SELECTED EXTRACT:
------------------------------------------------------------
Software Design (C++) - Exercises VI  (1 - 4),   11 - 12 Dec , 2014   

1. Reimplement the class Complex (from the Exercise 3.3) as a class template:

     template <typename T>
     class Complex { 
       ...
     };
   

   T is the concrete number type used by the template. Analyse the requirements (operations or any characteristics) imposed by the template on the concrete type T. Can we help the user to check at compilation time if the template parameter (=type) she has defined satisfies the requirements (hint: static_assert, type traits)? Illustrate how to instantiate the template and use the generated classes.

2. Sketch out an implementation of a singly-linked list as a C++ class SList. Assume that the list element type is std::string. Provide the essential parts of a class definition and implementations for the default constructor and the destructor. Provide implementations for the push_front (insert an element to the beginning) and pop_front (remove the first element ) operations. Note that the first element is accessed by a separate operation, front(), that returns a reference to that element, if any.
------------------------------------------------------------
DATA RECORDS:
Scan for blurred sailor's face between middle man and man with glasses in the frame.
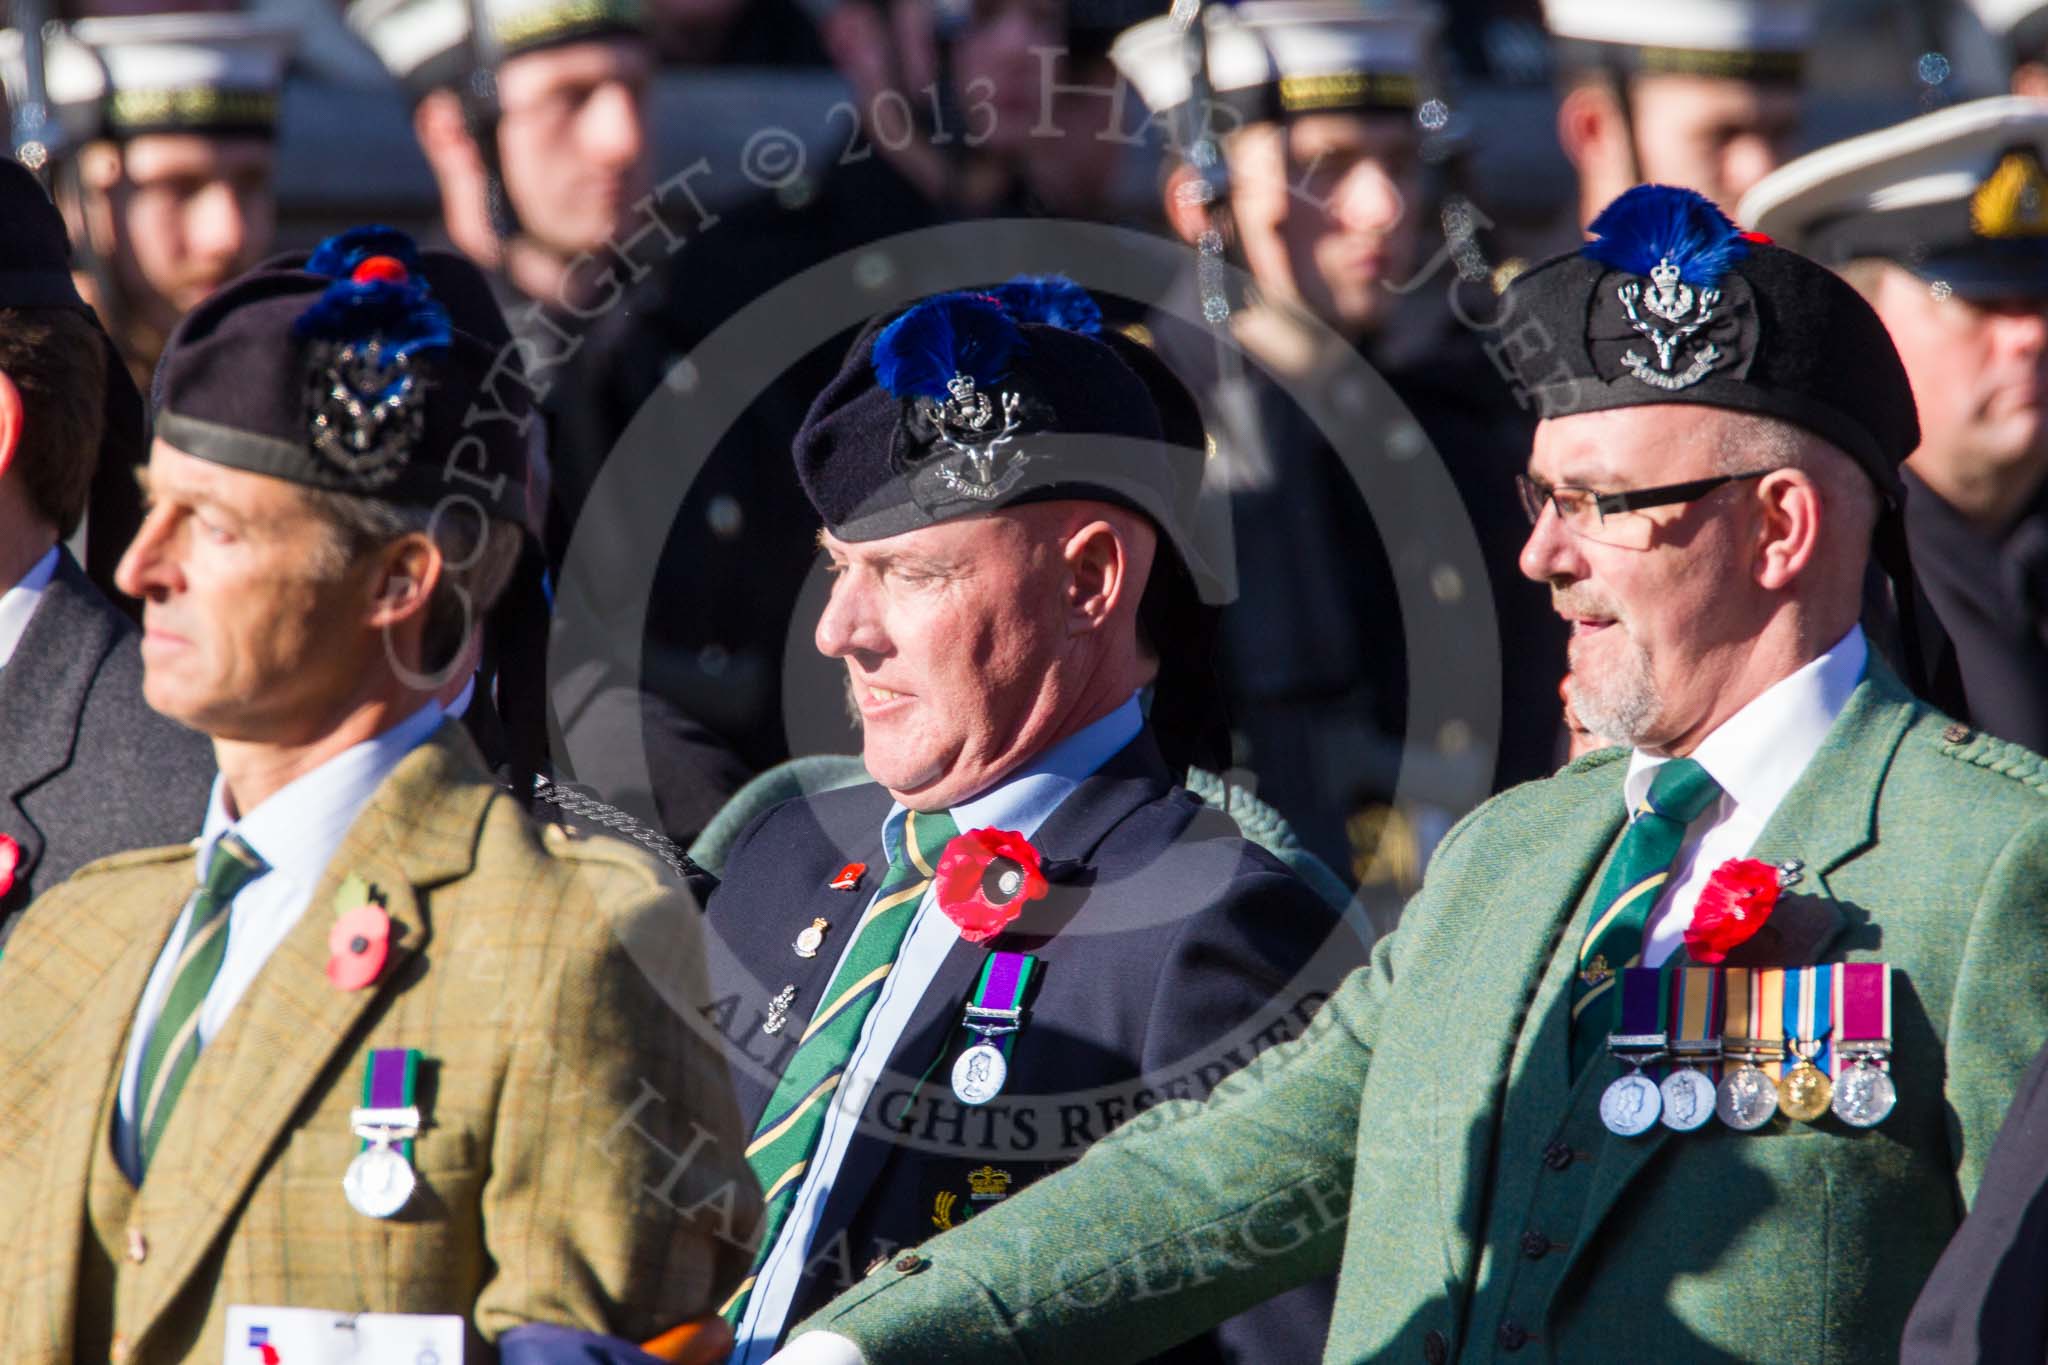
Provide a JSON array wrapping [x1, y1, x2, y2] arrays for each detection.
[[1227, 113, 1421, 338]]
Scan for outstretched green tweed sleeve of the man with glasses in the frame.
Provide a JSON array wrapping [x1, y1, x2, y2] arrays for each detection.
[[778, 916, 1401, 1365]]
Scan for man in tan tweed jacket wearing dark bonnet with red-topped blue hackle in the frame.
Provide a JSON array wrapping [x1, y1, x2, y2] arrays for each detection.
[[0, 229, 758, 1365]]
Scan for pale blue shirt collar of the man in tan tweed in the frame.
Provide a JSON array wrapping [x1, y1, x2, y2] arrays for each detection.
[[199, 702, 442, 888]]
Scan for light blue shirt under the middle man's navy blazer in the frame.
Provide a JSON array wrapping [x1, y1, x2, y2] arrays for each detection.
[[729, 694, 1145, 1365]]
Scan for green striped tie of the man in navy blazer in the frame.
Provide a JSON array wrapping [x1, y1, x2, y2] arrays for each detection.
[[719, 810, 961, 1326]]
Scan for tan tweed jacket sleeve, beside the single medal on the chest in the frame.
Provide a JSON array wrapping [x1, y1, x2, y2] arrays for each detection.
[[475, 851, 760, 1340]]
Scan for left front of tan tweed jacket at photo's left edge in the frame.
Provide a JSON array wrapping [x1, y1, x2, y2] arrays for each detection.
[[0, 849, 197, 1359]]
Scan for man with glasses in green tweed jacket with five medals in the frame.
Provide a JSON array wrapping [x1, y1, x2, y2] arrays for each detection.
[[761, 186, 2048, 1365]]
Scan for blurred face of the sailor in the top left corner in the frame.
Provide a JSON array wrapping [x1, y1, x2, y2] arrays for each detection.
[[82, 133, 276, 343]]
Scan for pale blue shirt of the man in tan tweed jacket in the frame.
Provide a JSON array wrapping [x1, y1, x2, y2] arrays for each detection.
[[115, 702, 440, 1181]]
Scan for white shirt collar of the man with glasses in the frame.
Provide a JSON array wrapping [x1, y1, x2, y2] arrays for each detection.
[[1622, 626, 1870, 812]]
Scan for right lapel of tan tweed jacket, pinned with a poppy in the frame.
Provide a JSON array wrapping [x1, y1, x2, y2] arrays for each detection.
[[125, 720, 496, 1324]]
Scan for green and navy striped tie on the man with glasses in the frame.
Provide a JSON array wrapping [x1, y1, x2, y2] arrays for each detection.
[[1571, 759, 1720, 1076]]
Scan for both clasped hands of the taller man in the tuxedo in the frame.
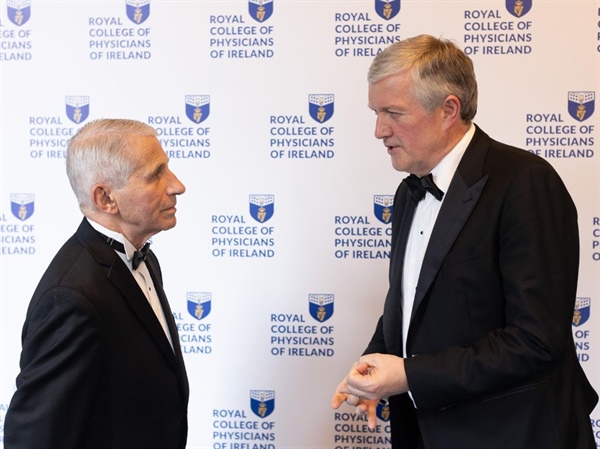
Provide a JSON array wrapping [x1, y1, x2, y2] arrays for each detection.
[[331, 354, 408, 429]]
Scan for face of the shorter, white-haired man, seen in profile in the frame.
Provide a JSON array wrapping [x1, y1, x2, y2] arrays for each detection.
[[113, 136, 185, 247]]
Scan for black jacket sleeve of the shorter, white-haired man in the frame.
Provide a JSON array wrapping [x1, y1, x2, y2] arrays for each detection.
[[4, 287, 99, 449]]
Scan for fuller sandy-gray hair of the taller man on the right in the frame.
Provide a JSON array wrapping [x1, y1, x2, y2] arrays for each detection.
[[367, 34, 477, 123]]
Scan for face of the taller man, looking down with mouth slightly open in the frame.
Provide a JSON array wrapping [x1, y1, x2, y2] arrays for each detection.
[[369, 73, 446, 176]]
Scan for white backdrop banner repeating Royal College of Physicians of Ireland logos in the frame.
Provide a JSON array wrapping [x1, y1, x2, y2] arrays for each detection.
[[0, 0, 600, 449]]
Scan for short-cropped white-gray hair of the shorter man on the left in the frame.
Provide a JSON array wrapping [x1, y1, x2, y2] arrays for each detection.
[[67, 119, 156, 212]]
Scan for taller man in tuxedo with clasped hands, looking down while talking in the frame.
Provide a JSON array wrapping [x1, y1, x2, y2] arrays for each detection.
[[332, 35, 598, 449]]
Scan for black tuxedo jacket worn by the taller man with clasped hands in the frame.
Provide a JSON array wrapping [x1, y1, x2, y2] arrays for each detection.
[[365, 129, 598, 449]]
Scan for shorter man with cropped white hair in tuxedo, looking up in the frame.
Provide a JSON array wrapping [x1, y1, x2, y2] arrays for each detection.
[[4, 119, 189, 449]]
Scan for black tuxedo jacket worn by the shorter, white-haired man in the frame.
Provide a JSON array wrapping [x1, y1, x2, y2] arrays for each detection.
[[4, 219, 189, 449]]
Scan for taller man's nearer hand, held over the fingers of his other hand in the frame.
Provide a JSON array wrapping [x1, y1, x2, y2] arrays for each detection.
[[339, 354, 408, 400]]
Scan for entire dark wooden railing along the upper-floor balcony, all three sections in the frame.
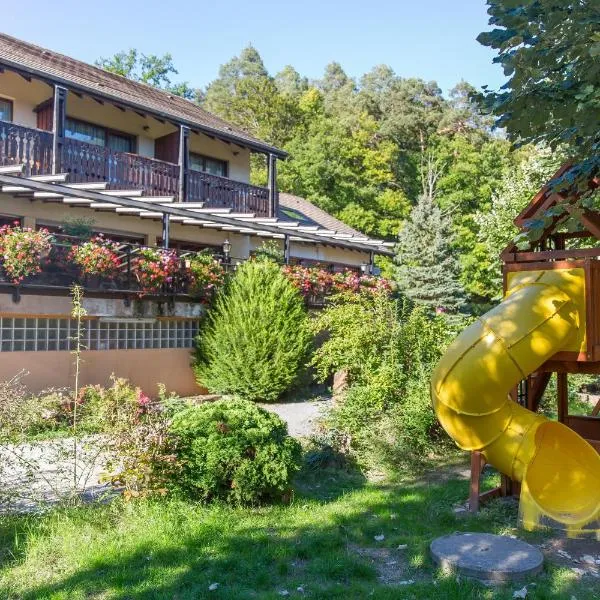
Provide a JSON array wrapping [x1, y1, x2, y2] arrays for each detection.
[[0, 121, 270, 216]]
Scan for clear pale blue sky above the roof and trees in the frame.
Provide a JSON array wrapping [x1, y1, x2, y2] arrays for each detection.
[[0, 0, 504, 96]]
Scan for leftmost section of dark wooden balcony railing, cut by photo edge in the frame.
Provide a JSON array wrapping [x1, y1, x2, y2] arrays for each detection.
[[0, 121, 52, 177]]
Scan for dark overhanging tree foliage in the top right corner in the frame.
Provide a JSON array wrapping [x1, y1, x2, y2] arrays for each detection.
[[478, 0, 600, 181]]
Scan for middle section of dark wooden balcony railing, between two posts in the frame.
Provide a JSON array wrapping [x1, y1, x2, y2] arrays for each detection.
[[60, 139, 179, 196]]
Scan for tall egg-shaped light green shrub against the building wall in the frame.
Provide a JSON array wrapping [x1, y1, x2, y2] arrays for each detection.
[[195, 261, 311, 402]]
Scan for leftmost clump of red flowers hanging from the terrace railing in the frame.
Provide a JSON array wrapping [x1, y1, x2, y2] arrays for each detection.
[[0, 223, 52, 284]]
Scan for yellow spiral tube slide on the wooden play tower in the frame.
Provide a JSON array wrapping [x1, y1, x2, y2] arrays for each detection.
[[431, 268, 600, 539]]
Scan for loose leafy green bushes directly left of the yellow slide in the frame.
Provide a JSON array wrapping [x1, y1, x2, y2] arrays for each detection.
[[312, 296, 452, 469]]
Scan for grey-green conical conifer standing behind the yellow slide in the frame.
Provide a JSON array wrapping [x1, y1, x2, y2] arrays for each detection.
[[395, 192, 464, 313]]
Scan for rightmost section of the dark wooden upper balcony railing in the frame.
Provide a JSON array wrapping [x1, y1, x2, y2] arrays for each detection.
[[188, 171, 269, 217]]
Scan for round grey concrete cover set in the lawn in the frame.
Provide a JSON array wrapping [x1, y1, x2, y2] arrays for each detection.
[[431, 533, 544, 582]]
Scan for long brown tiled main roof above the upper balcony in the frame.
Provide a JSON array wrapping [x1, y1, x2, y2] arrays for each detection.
[[0, 33, 285, 156]]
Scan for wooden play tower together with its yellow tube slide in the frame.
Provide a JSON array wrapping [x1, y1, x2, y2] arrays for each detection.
[[431, 166, 600, 539]]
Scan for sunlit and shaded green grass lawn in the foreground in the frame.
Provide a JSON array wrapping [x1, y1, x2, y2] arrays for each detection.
[[0, 470, 600, 600]]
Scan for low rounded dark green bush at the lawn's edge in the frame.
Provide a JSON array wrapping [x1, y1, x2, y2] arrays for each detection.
[[170, 400, 301, 504]]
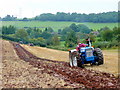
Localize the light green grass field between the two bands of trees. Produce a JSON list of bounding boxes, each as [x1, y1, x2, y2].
[[0, 21, 118, 31]]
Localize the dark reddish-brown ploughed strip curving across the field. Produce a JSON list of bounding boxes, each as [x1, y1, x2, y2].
[[11, 42, 120, 88]]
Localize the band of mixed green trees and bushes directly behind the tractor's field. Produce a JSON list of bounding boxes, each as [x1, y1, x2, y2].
[[1, 23, 120, 49]]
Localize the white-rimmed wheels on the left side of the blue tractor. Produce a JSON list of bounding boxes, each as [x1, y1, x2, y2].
[[69, 51, 83, 67]]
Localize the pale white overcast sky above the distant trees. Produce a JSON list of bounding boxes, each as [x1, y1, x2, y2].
[[0, 0, 119, 18]]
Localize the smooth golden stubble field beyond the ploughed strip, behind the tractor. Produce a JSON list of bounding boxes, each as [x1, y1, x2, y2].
[[22, 45, 119, 76]]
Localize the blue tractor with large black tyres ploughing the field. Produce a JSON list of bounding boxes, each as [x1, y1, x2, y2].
[[69, 41, 104, 67]]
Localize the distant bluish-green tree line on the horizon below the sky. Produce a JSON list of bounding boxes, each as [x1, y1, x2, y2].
[[0, 11, 118, 23]]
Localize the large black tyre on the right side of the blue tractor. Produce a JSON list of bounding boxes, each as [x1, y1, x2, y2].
[[93, 48, 104, 65]]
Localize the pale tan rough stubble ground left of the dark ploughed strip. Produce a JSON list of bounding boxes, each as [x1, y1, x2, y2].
[[0, 40, 72, 88]]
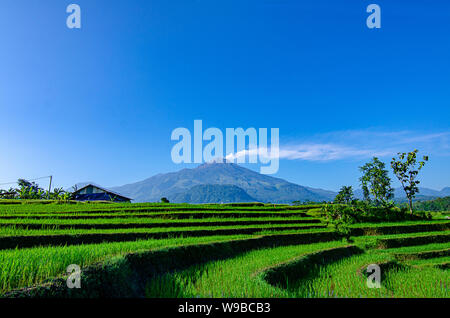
------------------------------------------------------------
EXERCISE INSTRUCTIONS:
Extend the C++ software design exercise sheet past its final sentence.

EXPECTED OUTPUT:
3. Sketch out an implementation of an iterator for the singly-linked list discussed in the previous exercise. Follow the STL conventions and overload your iterator abstraction to look like a C-style pointer (providing: "++", "->, "*", etc.). For a general description of the iterator abstraction, see the Wikipedia item: Iterator and the section discussing C++ iterators, or see the cppreference.

   Provide a class definition for the list iterator and implementations for its prefix and postfix ++ operations. Implement the postfix ++ operation in terms of the prefix ++. Show how to provide the appropriate iterator typedef or using inside your singly-linked list. Implement the begin() and end() operations that return iterators to the first element and "beyond" the last element, respectively. Note that the end iterator only acts as a kind of placeholder; attempting to access via it results in undefined behavior. You need to consider only the non-const iterators.

4. Here is a snippet of code (shown during lectures) from the simple Vector implementation. The code shows the definition of the (non-const) iterator for Vector. Why is this kind of straightforward implementation (that exposes the underlying storage) of an iterator risky? Show what disastrous actions a malicious (or just careless) user could take given this iterator.

   class Vector {
   public:
   	...
   	//iterator
   	using iterator = double*; // can change the contents in-place
   
   	iterator begin() { return elem; }		
   
   	iterator end() { 
   		if (elem) return elem + sz;
   		return nullptr;
   		//return elem + sz;  // (would work also because nullptr + 0 == nullptr)
   	}
   	...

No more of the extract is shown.